Tahiti, le 8 janvier 2024 – La société Gaz de Tahiti est sous le coup d’un préavis de grève déposé vendredi par la CSIP pour le compte de l’Union des travailleurs des hydrocarbures. Sans accord, une grève menace dès vendredi la société spécialisée dans le stockage et le conditionnement du gaz liquide.
 
Un préavis de grève a été déposé vendredi soir au siège de l’entreprise Gaz de Tahiti à Motu Uta par la Confédération des syndicats indépendants de Polynésie (CSIP) pour le compte de l’Union des travailleurs des hydrocarbures. Sans accord, ce nouveau conflit social menace de s’orienter vers “une grève générale pour une durée illimitée” dès ce vendredi zéro heure. Une première rencontre de négociation est fixée mercredi matin.

::::::

### Tâche assignée A
Pouvez-vous citer le passage de l'article sur le préavis de grève chez Gaz de Tahiti qui commence par « Tahiti, le 8 » et se poursuit jusqu'à « fixée mercredi matin. » ?
### Tâche assignée B
Pouvez-vous rédiger la suite de l'article sur le préavis de grève chez Gaz de Tahiti, en reprenant juste après sa dernière phrase ?

### Données enregistrées
::::::

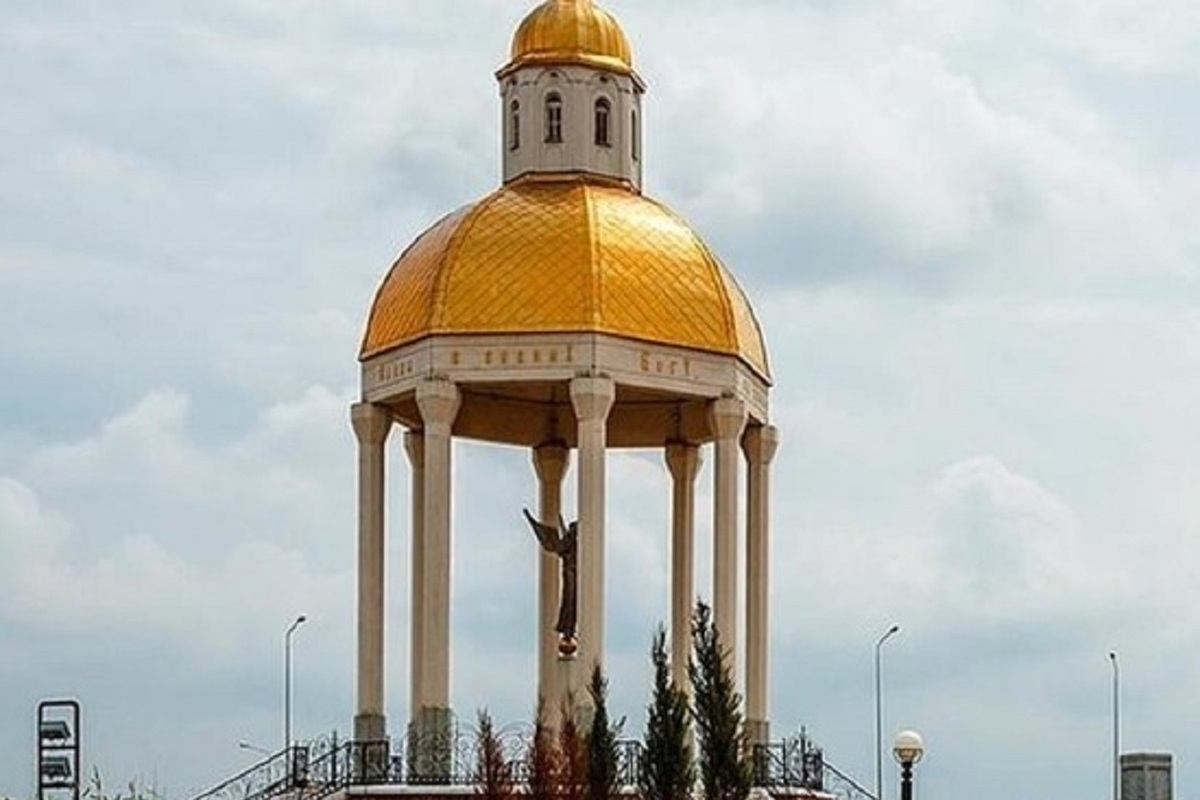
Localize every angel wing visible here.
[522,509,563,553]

::::::

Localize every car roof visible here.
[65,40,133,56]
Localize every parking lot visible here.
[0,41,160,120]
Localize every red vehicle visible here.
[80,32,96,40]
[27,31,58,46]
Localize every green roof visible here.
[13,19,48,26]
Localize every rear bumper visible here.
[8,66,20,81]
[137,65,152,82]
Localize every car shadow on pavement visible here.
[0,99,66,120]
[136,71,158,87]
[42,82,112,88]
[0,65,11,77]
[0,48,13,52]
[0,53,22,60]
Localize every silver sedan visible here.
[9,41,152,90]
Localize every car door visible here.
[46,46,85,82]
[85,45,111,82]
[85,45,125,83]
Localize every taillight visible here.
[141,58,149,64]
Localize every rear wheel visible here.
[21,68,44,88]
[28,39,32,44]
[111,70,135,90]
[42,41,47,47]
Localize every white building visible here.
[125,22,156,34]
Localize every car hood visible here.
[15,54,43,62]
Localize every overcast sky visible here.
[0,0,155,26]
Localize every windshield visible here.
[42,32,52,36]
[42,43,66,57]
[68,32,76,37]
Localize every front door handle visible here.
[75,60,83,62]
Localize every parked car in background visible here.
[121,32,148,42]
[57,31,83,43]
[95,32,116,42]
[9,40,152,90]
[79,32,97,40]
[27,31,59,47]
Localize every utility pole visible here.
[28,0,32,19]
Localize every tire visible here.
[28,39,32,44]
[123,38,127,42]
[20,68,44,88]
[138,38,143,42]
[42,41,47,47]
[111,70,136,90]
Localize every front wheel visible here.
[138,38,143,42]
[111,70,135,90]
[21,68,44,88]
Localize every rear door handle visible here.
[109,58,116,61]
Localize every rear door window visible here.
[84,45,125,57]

::::::

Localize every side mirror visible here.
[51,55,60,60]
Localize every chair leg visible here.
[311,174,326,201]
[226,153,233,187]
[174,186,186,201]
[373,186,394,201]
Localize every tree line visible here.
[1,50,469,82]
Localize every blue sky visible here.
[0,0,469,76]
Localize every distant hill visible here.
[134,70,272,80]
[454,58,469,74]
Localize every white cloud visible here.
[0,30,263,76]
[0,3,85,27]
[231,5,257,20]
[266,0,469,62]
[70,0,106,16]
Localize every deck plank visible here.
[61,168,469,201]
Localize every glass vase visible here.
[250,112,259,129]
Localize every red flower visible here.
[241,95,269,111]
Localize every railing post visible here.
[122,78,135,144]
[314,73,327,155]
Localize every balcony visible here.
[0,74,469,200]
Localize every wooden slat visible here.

::::::

### Réponse rédigée A
Tahiti, le 8 janvier 2024 – La société Gaz de Tahiti est sous le coup d’un préavis de grève déposé vendredi par la CSIP pour le compte de l’Union des travailleurs des hydrocarbures. Sans accord, une grève menace dès vendredi la société spécialisée dans le stockage et le conditionnement du gaz liquide.
 
Un préavis de grève a été déposé vendredi soir au siège de l’entreprise Gaz de Tahiti à Motu Uta par la Confédération des syndicats indépendants de Polynésie (CSIP) pour le compte de l’Union des travailleurs des hydrocarbures. Sans accord, ce nouveau conflit social menace de s’orienter vers “une grève générale pour une durée illimitée” dès ce vendredi zéro heure. Une première rencontre de négociation est fixée mercredi matin.

### Réponse rédigée B
Le préavis signifié à la direction de l’entreprise – aujourd’hui encore, la seule société spécialisée en Polynésie française dans le stockage, le conditionnement de gaz liquide et la commercialisation du gaz domestique – liste 12 points de revendication avec en premier lieu des demandes d’embauches, notamment d’un technicien de maintenance, de deux opérateurs de production et d’un employé en charge de la logistique. “Ces postes sont vacants à la suite de démissions ou de licenciements”, souligne le délégué du personnel, Etera Tainanoarii. “On demande des embauches”, explique-t-il en déplorant que pour l’heure la mission qui incombe à ces postes vacants vienne surcharger les employés restants. Huit points de revendication concernent aussi des demandes de revalorisation salariale ou de primes spécifiques pour le personnel de manutention et pour les livreurs : prime de déchargement des butaniers ; prime de pénibilité pour port de charges lourdes ; prime d’intervention et de déplacement dans les îles. Un point évoque une demande de reclassement du personnel. Le dernier point de revendication fait enfin état d’un défaut de déclaration à la Caisse de prévoyance sociale de salariés victimes d’accident du travail dans l’entreprise et de pressions qui auraient été exercées pour obtenir une modification de certificats médicaux.
 
“Un cheveu sur la soupe”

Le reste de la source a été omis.